__Task to carry out__.
Replace "annotate" with "mark" in the data from the line with "Identify the snow-covered mountain" through the end of the data, and give those lines again with nothing else changed and the pictures left out.

__Data excerpts__.
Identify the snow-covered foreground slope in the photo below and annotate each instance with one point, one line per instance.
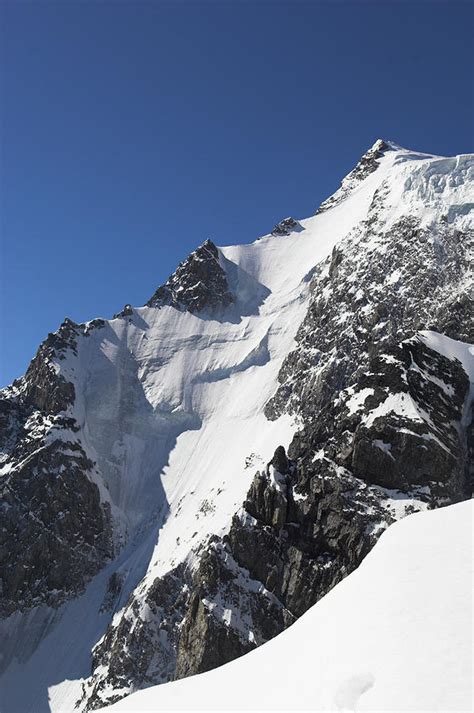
(137, 543)
(395, 635)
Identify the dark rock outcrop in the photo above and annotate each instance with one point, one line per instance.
(285, 226)
(55, 533)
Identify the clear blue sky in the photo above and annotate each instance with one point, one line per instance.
(132, 131)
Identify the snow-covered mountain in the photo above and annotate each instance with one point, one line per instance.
(396, 635)
(183, 481)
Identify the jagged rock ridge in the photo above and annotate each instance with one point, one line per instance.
(158, 417)
(198, 282)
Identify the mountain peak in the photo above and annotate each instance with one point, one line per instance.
(197, 283)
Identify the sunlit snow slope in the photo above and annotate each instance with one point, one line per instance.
(396, 635)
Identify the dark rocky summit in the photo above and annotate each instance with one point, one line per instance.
(198, 283)
(55, 532)
(386, 430)
(285, 226)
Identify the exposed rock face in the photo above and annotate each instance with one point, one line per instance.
(199, 282)
(285, 226)
(140, 649)
(361, 306)
(55, 532)
(365, 166)
(382, 404)
(353, 470)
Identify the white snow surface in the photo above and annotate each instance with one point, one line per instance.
(170, 406)
(395, 635)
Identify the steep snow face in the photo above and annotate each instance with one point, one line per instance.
(395, 635)
(166, 404)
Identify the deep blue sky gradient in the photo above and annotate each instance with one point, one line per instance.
(132, 131)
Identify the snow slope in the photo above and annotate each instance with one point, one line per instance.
(395, 635)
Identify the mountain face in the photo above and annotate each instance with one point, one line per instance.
(334, 658)
(182, 482)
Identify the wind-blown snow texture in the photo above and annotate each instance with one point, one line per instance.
(396, 635)
(137, 541)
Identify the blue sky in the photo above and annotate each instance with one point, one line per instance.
(132, 131)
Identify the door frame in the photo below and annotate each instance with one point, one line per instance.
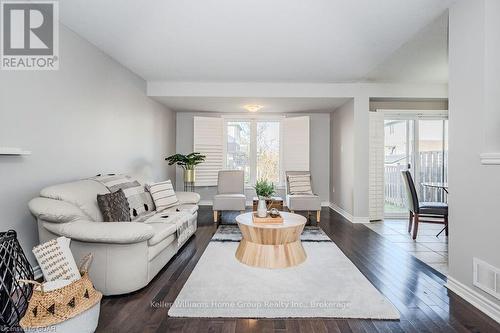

__Exercise result__.
Identify the snow-covered mountain in the photo above and mark each instance with one point, one line per instance.
(396, 635)
(183, 481)
Identify the jagged rock ridge in the photo above and mark each instance with one point, one line per instance.
(158, 417)
(198, 282)
Identify the mountain peak in the photo above and mark each instance with one point, one line per instance.
(197, 283)
Identify the sunlit snow slope in the photo above and mark each instance with one point, one line per instance.
(396, 635)
Identify the dark rocky summit in the photo above and mark each instance with one point, one line per instance.
(198, 283)
(55, 532)
(386, 430)
(285, 226)
Identify the exposed rock face in the photo above and mark each instance with one point, one line per instance.
(199, 282)
(285, 226)
(140, 649)
(361, 306)
(55, 532)
(365, 166)
(382, 404)
(353, 470)
Identify the white snow surface in the photo above and mark each instance with one point, one line per instance.
(170, 406)
(395, 635)
Identify the steep snow face in the photo above and mark each instance with one point, one line per instance.
(395, 635)
(166, 404)
Identify the deep blue sky gradient in the photo above and mark each instance with one point, one line per instance.
(132, 131)
Identify the snow slope in the photo above and mark each instance with one point, one line per instance.
(395, 635)
Identify the mountain face in the photo above and mark each instance with one point, one line per instance.
(334, 658)
(182, 482)
Identify the wind-blown snow texture in the photo above and mark each instance with one point, one line per instance.
(396, 635)
(137, 541)
Identify the blue sky in the photo above and mark each instance with one point, one line per instance.
(132, 131)
Identify the door frame in the photo below and mark each instance with one point, one line per instance.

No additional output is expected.